● **Problem description**
Lay out every line of the data below as a Markdown table with two columns, Row and Line. Number the rows in order and leave out blank lines.

● **Input rows**
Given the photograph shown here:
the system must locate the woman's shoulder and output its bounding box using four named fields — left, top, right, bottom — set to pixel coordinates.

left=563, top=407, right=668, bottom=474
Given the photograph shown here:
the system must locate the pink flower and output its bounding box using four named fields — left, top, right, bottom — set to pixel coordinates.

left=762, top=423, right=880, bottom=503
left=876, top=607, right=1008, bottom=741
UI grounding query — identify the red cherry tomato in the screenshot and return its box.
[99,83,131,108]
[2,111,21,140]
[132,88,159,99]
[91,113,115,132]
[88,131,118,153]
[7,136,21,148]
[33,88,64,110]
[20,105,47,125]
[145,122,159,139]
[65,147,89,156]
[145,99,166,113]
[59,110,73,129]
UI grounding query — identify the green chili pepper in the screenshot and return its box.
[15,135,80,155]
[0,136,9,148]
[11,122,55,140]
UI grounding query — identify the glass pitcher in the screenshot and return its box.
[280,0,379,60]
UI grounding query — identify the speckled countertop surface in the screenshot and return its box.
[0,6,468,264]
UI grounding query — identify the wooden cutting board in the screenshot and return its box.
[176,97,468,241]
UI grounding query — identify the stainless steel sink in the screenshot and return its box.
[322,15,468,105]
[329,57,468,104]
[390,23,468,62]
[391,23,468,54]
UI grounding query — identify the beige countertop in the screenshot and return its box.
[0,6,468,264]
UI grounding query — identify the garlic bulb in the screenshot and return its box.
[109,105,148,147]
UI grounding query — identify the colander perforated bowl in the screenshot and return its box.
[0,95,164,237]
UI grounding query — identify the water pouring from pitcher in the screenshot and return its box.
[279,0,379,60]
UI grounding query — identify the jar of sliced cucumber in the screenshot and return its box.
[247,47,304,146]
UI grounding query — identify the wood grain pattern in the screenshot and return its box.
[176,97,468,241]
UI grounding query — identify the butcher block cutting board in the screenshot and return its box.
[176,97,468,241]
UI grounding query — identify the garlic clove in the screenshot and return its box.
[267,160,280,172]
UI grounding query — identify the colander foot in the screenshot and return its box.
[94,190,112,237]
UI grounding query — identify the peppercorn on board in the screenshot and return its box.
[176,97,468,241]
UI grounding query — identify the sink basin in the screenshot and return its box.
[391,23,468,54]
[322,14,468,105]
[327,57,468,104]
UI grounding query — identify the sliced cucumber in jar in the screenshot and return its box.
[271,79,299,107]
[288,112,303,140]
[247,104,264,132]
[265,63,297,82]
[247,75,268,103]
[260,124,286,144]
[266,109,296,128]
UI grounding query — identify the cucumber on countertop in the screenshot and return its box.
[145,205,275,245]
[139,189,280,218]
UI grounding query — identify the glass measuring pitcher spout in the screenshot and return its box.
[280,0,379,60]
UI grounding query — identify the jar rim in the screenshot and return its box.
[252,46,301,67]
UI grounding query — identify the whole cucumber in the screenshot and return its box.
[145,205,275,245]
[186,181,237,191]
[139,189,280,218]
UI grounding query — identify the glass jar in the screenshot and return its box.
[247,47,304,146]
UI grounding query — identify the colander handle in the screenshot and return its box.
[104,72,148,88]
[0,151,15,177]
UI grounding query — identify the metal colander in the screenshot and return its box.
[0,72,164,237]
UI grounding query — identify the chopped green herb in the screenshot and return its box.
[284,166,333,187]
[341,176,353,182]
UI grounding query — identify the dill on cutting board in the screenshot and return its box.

● **Expected answer**
| Row | Line |
|---|---|
| 1 | Given the photograph shown here: |
| 2 | the system must locate the woman's shoulder and output its bounding box using four named fields — left, top, right, bottom — set to pixel coordinates. |
| 3 | left=563, top=407, right=668, bottom=474 |
| 4 | Given the photograph shown here: |
| 5 | the system must locate the pink flower and output its bounding box using four named fields — left, top, right, bottom — set to pixel coordinates. |
| 6 | left=762, top=423, right=880, bottom=503 |
| 7 | left=876, top=607, right=1008, bottom=741 |
| 8 | UI grounding query — identify the red cherry tomato in the screenshot and return its box. |
| 9 | [99,83,131,108] |
| 10 | [2,111,21,140] |
| 11 | [132,88,159,99] |
| 12 | [91,113,115,132] |
| 13 | [88,131,118,153] |
| 14 | [7,136,21,148] |
| 15 | [33,88,64,110] |
| 16 | [20,105,47,125] |
| 17 | [145,122,159,139] |
| 18 | [65,147,89,156] |
| 19 | [145,99,166,113] |
| 20 | [59,110,73,129] |
| 21 | UI grounding query — identify the green chili pepper in the screenshot and return its box. |
| 22 | [15,135,80,155] |
| 23 | [0,136,9,148] |
| 24 | [11,122,55,140] |
| 25 | UI grounding query — identify the glass pitcher in the screenshot and return its box. |
| 26 | [280,0,379,60] |
| 27 | UI grounding query — identify the speckled countertop surface in the screenshot and return its box. |
| 28 | [0,6,468,264] |
| 29 | UI grounding query — identify the wooden cutting board in the screenshot and return its box. |
| 30 | [176,97,468,241] |
| 31 | UI grounding query — identify the stainless steel sink in the screenshot and return its box. |
| 32 | [322,15,468,105] |
| 33 | [329,57,468,104] |
| 34 | [390,23,468,62] |
| 35 | [391,23,468,54] |
| 36 | UI grounding query — identify the beige countertop in the screenshot and return its box. |
| 37 | [0,6,468,264] |
| 38 | UI grounding query — identify the garlic bulb in the screenshot and return its box. |
| 39 | [109,105,148,147] |
| 40 | UI grounding query — identify the colander perforated bowl in the screenshot and return its box. |
| 41 | [0,95,164,237] |
| 42 | UI grounding query — identify the water pouring from pitcher in the screenshot and return its box. |
| 43 | [279,0,379,60] |
| 44 | UI grounding query — identify the jar of sliced cucumber in the screenshot and return its box. |
| 45 | [247,47,304,146] |
| 46 | UI grounding query — identify the wood grain pattern in the screenshot and return its box. |
| 47 | [176,97,468,241] |
| 48 | UI grounding query — identify the butcher block cutting board in the screenshot and return its box. |
| 49 | [176,97,468,241] |
| 50 | UI grounding query — identify the garlic clove in the screenshot and return its box. |
| 51 | [267,160,280,172] |
| 52 | UI grounding query — identify the colander foot in the screenshot and return its box. |
| 53 | [94,190,112,237] |
| 54 | UI grounding query — identify the peppercorn on board in the screenshot and return its box. |
| 55 | [176,97,468,241] |
| 56 | UI grounding query — identify the sink basin in the screenshot and return its box. |
| 57 | [391,23,468,54] |
| 58 | [322,14,468,105] |
| 59 | [327,57,468,104] |
| 60 | UI grounding query — identify the sliced cucumber in jar in the screenshot and return its box. |
| 61 | [271,79,299,107] |
| 62 | [288,112,303,140] |
| 63 | [247,104,264,132] |
| 64 | [265,63,297,82] |
| 65 | [247,75,268,103] |
| 66 | [260,124,286,144] |
| 67 | [266,109,296,128] |
| 68 | UI grounding query — identify the cucumber on countertop in the screenshot and return its box. |
| 69 | [145,205,275,245] |
| 70 | [139,189,280,218] |
| 71 | UI grounding query — identify the glass measuring pitcher spout in the screenshot and return its box. |
| 72 | [280,0,379,60] |
| 73 | UI grounding query — identify the jar rim in the screenshot and return its box. |
| 74 | [252,46,301,67] |
| 75 | UI grounding query — identify the whole cucumber in the screenshot and return its box. |
| 76 | [145,205,275,245] |
| 77 | [186,181,237,191] |
| 78 | [139,189,280,218] |
| 79 | UI grounding query — identify the glass jar in the screenshot and return its box. |
| 80 | [247,47,304,146] |
| 81 | UI grounding query — identify the colander handle in the screenshot and return its box. |
| 82 | [104,72,148,88] |
| 83 | [0,151,15,177] |
| 84 | UI grounding query — identify the metal colander in the screenshot and return its box. |
| 85 | [0,72,164,237] |
| 86 | UI grounding query — identify the chopped green herb in the screenshot and return its box. |
| 87 | [284,166,333,187] |
| 88 | [341,176,353,182] |
| 89 | UI grounding query — identify the dill on cutting board in the screenshot and return its box. |